:: DATA LINES ::

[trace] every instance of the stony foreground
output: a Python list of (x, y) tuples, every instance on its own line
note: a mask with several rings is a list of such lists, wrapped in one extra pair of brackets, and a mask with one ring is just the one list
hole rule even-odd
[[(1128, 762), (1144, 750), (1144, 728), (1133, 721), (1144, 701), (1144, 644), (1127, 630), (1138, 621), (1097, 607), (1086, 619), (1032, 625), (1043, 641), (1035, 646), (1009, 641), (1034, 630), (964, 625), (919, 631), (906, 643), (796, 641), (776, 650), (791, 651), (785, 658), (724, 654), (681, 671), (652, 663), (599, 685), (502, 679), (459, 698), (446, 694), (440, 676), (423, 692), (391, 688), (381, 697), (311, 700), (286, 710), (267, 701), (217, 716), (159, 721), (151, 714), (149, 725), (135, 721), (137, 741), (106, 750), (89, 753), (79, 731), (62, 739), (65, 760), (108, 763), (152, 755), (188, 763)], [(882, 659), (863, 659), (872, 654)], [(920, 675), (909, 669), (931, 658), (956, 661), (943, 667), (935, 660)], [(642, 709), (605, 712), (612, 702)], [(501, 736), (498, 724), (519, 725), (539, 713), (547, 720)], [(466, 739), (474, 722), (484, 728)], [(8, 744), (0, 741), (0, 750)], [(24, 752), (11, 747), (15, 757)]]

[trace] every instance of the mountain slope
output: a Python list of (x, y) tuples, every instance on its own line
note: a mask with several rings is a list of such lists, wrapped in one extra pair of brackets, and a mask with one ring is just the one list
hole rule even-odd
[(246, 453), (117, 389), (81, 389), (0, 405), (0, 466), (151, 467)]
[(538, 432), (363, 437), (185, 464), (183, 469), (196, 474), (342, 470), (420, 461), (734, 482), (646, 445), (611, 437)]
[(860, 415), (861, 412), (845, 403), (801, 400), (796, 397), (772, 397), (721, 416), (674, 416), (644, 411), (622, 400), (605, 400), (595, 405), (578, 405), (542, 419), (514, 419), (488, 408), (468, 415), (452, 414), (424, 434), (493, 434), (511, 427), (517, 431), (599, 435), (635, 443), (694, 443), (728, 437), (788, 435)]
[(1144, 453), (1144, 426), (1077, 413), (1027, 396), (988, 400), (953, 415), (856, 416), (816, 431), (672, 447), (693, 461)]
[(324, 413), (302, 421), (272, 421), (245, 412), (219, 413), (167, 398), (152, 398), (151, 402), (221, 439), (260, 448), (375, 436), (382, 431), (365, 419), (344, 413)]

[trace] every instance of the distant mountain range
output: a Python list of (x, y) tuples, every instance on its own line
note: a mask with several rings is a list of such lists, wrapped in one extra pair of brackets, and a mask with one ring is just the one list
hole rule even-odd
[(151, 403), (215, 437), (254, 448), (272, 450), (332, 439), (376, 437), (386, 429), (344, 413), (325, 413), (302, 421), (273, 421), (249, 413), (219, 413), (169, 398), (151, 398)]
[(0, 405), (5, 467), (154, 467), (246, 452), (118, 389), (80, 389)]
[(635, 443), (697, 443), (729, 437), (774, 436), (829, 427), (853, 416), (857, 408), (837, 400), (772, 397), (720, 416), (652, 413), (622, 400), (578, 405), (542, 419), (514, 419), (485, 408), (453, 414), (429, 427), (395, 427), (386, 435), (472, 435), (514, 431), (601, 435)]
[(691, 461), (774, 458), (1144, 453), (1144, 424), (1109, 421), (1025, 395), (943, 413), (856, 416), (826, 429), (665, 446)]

:::

REQUEST:
Print the stretch from the line containing "[trace] every instance of the distant" through the end of the listing, reproducing every line exactly.

WRITTEN RESPONSE:
[trace] every instance of the distant mountain range
output: a Python list of (x, y) tuples, every instance on its own line
note: a mask with several rings is a list of such lists, wrapped in one extra pair of brackets, and a mask with one ring is just the one list
hole rule even-odd
[(151, 403), (215, 437), (254, 448), (272, 450), (332, 439), (376, 437), (386, 429), (344, 413), (325, 413), (302, 421), (273, 421), (249, 413), (219, 413), (169, 398), (151, 398)]
[(0, 405), (5, 467), (154, 467), (246, 452), (118, 389), (80, 389)]
[(635, 443), (697, 443), (729, 437), (774, 436), (829, 427), (853, 416), (857, 408), (837, 400), (772, 397), (720, 416), (652, 413), (622, 400), (578, 405), (542, 419), (514, 419), (485, 408), (453, 414), (429, 427), (395, 427), (386, 435), (472, 435), (514, 431), (601, 435)]
[(691, 461), (774, 458), (1144, 453), (1144, 424), (1109, 421), (1025, 395), (943, 413), (856, 416), (826, 429), (665, 446)]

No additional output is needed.